■ **Texto fornecido**

#####

O Nome da Rosa, do Umberto Eco, foi o primeiro livro que me impactou de verdade. Na época eu não entendia nada daquelas longas conversas filosóficas, mas a atmosfera sombria do livro me tocou de tal forma que reli ele logo depois. Foi ali que desejei me tornar escritor. Não bastou ler livros como esse, eu precisava colocar meus prórpios personagens conversando, dizendo coisas que eu estava ansioso por dizer. Com o tempo fui domando essa ansiedade, mas ando com ela sempre no limite. O dia que deixar de ser inquieto provavelmente deixarei de ser escritor (espero que nunca). 

O que chamou mais a sua atenção no mundo do horror/terror? Lembra qual obra ou quais obras foram as suas primeiras favoritas no gênero?

Sempre fui fã de filmes de terror. Quando era criança, eu ficava assustado e ao mesmo tempo fascinado com filmes de lobisomem e extraterrestres. Mas foi quando assisti a O Exorcista que fui realmente transformado pela proposta do horror, que é a de confrontar nossos piores medos. Desde então se tornou meu gênero favorito. Outro filme que me marcou foi A Bruxa de Blair. Era um filme em que não aparecia nada, apenas ruído, mas a sugestão de algo rondando era muito mais assustador do que monstros explícitos. Desde então essa foi a minha perspectiva preferida dentro do gênero, o horror que não vemos, que não sabemos e que vai mexendo com nossos nervos até que nosso coração fique palpitando em frente à tela (ou à página).

Alguns aspectos das suas obras lembram muito o que chamamos de folk horror, um subgênero do horror que vem ganhando mais popularidade nos últimos anos, com o sucesso de filmes como A Bruxa e MidSommar. Quando escreveu as suas obras, que podem se encaixar neste subgênero, como A Floresta (publicado no Kindle), já tinha pesquisado sobre o subgênero? O que há neste subgênero que você considera como um atrativo dentro da ficção de horror? Quais obras mais te influenciaram ao escrever os seus romances?

Quando comecei a escrever A Noite do Cordeiro, romance que foi minha tese de doutorado em Escrita Criativa (ainda inédito), ainda não se falava nesse gênero aqui no Brasil. Mas eu já tinha muita influência de filmes como A Bruxa de Blair, A vila (do diretor M. Night Shyamalan) e A bruxa do Robert Eggers, então eu já era fã do gênero sem saber. A ideia de se ver cercado por florestas e populações supersticiosas sempre foi apavorante para mim, talvez por eu ser bem urbano e racional. Esse conflito entre o primitivo e o civilizado me interessa muito, tanto no campo filosófico quanto no estético, e meus livros quase sempre tratam disso.

#####

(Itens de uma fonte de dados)
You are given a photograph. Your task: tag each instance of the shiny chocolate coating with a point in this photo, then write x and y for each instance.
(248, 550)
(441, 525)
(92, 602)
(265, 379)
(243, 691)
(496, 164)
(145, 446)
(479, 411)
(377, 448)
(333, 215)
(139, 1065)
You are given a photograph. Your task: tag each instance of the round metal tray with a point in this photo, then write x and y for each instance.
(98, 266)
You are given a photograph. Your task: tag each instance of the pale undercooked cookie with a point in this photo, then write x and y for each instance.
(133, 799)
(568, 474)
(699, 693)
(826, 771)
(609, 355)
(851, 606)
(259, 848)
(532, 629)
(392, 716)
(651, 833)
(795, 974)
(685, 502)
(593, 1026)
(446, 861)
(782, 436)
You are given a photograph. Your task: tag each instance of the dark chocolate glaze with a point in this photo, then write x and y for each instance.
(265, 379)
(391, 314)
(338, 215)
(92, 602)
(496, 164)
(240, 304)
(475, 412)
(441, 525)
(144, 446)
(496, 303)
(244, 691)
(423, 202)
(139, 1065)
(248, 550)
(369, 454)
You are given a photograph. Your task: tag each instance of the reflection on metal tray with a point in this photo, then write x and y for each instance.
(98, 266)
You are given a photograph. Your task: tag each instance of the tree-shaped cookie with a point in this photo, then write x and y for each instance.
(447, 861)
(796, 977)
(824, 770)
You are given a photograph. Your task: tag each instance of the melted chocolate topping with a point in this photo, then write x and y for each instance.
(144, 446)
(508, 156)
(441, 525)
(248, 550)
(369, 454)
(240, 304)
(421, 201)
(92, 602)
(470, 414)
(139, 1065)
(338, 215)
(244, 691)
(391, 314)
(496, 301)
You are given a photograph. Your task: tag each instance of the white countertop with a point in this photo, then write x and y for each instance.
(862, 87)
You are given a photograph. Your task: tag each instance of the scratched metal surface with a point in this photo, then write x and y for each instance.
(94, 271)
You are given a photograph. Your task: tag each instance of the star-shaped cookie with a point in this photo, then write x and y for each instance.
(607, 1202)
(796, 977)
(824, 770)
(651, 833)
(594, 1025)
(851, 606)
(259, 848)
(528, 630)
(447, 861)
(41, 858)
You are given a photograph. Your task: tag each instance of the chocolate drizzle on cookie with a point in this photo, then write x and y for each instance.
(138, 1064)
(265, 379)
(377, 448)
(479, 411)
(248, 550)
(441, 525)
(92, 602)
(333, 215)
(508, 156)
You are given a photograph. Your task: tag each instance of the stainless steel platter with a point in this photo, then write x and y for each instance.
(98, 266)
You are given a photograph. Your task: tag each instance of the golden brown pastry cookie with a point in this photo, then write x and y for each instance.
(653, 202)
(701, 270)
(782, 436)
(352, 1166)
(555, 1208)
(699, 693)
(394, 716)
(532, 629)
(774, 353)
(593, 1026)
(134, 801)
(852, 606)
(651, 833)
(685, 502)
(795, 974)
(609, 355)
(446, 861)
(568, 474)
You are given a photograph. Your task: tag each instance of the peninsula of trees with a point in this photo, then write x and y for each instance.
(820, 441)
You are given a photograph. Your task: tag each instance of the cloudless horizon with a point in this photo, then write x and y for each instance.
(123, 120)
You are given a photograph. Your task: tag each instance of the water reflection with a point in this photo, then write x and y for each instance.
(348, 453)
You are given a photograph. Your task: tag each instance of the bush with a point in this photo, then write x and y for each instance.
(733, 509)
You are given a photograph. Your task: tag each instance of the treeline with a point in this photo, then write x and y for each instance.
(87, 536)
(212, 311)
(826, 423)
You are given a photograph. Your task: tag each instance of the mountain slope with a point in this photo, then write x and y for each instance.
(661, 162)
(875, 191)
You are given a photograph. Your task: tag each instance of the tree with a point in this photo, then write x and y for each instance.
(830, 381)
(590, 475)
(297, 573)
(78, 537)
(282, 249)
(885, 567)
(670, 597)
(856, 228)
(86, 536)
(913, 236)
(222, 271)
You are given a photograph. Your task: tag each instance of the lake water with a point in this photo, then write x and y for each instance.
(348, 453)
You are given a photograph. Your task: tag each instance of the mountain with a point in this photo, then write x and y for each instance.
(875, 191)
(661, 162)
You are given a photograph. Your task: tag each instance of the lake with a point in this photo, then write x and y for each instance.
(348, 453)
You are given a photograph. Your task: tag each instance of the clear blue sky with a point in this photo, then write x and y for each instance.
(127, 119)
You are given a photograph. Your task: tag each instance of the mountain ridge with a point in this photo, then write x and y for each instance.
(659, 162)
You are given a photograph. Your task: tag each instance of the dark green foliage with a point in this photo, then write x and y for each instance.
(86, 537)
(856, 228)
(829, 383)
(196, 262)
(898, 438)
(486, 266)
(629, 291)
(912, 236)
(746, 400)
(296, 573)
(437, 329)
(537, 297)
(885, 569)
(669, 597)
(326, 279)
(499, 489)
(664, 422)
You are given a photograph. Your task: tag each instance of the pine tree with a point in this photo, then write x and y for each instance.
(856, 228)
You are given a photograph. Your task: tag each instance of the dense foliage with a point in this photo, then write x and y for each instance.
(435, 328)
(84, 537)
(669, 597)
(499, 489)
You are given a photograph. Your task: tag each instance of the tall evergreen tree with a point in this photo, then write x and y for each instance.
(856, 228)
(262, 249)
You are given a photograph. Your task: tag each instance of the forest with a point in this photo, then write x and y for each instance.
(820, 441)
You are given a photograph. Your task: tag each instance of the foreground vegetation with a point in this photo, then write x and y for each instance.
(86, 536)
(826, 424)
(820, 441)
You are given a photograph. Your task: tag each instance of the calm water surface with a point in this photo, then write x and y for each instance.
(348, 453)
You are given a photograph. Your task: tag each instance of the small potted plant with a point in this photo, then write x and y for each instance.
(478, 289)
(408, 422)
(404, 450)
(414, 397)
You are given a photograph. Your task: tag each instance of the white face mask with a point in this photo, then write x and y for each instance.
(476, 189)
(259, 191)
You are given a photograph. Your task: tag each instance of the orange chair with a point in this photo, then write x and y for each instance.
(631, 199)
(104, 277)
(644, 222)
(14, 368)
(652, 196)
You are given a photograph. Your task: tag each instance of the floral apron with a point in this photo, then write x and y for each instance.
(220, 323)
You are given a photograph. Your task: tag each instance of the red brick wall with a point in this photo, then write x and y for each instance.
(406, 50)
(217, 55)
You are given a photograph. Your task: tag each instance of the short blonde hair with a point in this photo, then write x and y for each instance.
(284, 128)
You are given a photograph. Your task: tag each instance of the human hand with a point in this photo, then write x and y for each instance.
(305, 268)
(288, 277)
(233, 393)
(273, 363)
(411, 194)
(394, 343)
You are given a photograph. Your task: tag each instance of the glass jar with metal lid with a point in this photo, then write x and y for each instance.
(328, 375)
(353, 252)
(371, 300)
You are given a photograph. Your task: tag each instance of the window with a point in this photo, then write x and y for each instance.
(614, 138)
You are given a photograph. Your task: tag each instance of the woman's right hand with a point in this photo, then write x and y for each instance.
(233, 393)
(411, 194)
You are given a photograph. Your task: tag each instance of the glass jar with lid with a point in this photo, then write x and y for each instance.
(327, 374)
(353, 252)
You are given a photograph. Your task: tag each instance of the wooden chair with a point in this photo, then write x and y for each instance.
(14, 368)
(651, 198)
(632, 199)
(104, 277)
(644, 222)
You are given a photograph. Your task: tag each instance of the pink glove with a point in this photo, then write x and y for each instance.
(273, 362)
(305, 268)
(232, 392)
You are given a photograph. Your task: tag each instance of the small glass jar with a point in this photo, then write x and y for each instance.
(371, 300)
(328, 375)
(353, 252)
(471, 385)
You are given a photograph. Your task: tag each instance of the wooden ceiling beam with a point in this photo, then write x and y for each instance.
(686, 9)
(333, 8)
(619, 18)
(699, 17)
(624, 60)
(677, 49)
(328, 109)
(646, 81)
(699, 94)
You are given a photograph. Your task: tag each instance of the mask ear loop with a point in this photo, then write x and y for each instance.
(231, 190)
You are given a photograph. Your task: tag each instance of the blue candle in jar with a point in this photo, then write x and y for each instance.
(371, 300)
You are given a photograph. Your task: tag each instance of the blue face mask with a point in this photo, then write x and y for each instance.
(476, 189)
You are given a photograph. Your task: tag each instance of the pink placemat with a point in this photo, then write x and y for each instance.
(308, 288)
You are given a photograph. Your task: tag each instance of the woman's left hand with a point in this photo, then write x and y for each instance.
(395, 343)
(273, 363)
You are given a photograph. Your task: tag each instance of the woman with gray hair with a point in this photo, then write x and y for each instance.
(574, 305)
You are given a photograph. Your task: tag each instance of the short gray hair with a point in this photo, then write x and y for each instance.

#####

Por favor, repita sem nenhuma alteração o trecho do texto fornecido que vai de "Quando comecei a" até "sempre tratam disso.".

■ **Resultado da tarefa**
Quando comecei a escrever A Noite do Cordeiro, romance que foi minha tese de doutorado em Escrita Criativa (ainda inédito), ainda não se falava nesse gênero aqui no Brasil. Mas eu já tinha muita influência de filmes como A Bruxa de Blair, A vila (do diretor M. Night Shyamalan) e A bruxa do Robert Eggers, então eu já era fã do gênero sem saber. A ideia de se ver cercado por florestas e populações supersticiosas sempre foi apavorante para mim, talvez por eu ser bem urbano e racional. Esse conflito entre o primitivo e o civilizado me interessa muito, tanto no campo filosófico quanto no estético, e meus livros quase sempre tratam disso.